Görev 1:
Aşağıdaki haber metnine göre HDP Muş İl Eşbaşkanı kimdir?

Haber metni:
-*-*-

Bir OHAL kenti Muş : Ne yaparlarsa yapsınlar mücadele edeceğiz

  • 09:02 16 Aralık 2019
  • Siyaset
MUŞ - Kentte süren eylem etkinlik yasaklarının ve baskıların sadece partilerine dönük olduğunu belirten HDP İl Eşbaşkanı Aynur Sarıca, “Buraya gönderilen yetkililer özel olarak seçilmiş kişilerdir. Muş en karanlık dönemlerine götürülmek isteniyor ama ne yaparlarsa yapsınlar mücadele edeceğiz” dedi. 
 
15 Temmuz 2016’da askeri darbe girişiminin ardından ilan edilen Olağan Üstü Hal (OHAL), bölge illerinde fiili olarak devam ediyor. OHAL sonrası Valilere geniş yetkiler tanıyan taslak mecliste kabul edilerek valilere ‘süper yetki’ verildi. Van, Hakkari, Ağrı, Bitlis ve Muş başta olmak üzere birçok Kürt kentinde Valilerin  ‘süper yetki’leri devrede. Halkların Demokratik Partisi (HDP) Muş İl Eşbaşkanı Aynur Sarıca, valilik tarafından hayata geçirilen ve süreklileştirilen eylem etkinlik  yasağının yalnızca  HDP için uygulandığına dikkat çekerek, baskılara karşı mücadele etmeye devam edeceklerini vurguladı. 
 
‘Eylem yapacağımız zaman hemen yasak uzatılıyor’ 
 
Muş’ta hiç bir partinin çalışmalarına yasak getirilmezken, HDP’nin her etkinliğinin ‘yasak’ gerekçesiyle engellediğini ifade eden Aynur, “Bugüne kadar HDP’nin Muş’ta karşılaştığı baskı ve engellemeler ile diğer partiler hiçbir şekilde karşılaşmadı. Yapmak istediğimiz herhangi bir etkinliğe dair öncellikle Valiliğe bilgi veriyoruz ve bilgi verdiğimiz an itibariyle eylem ve etkinliklere bir ay yasak getiriliyor. Yasakların süresi dolduğu gibi biz bir eylem etkinlik yapmak istediğimizi belirttiğimizde aniden Valilik bir ay ile ya da 15 gün arayla yasak getiriyor. Ama bu yasak ve engellemeleri Muş’ta sadece HDP için geçerli oluyor. ‘Evinde dahi açlık grevine giremezsin’ gibi yaklaşımları söz konusu oluyor” diye konuştu.

-*-*-

Görev 2:
Aşağıdaki satırların hepsini istekleriyle birlikte yeniden yaz ve cevaplardaki nokta koordinatlarının her birine 115 ekleyerek onları kaydır. Resimleri cevaba koyma.

-*-*-

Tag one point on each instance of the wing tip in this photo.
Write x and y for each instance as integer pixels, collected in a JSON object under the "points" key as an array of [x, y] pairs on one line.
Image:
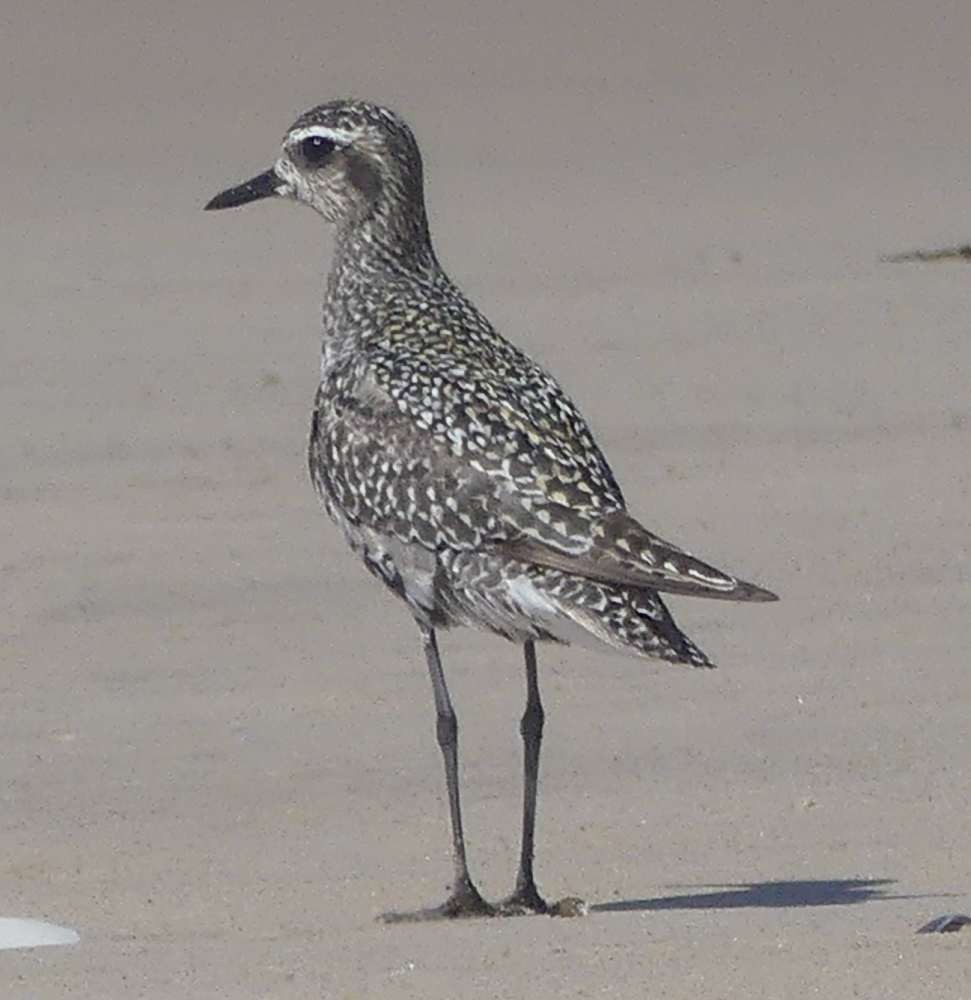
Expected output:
{"points": [[745, 591]]}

-*-*-

Doğru cevap 1:
Aynur Sarıca.

Doğru cevap 2:
Tag one point on each instance of the wing tip in this photo.
Write x and y for each instance as integer pixels, collected in a JSON object under the "points" key as an array of [x, y] pairs on one line.
Image:
Expected output:
{"points": [[860, 706]]}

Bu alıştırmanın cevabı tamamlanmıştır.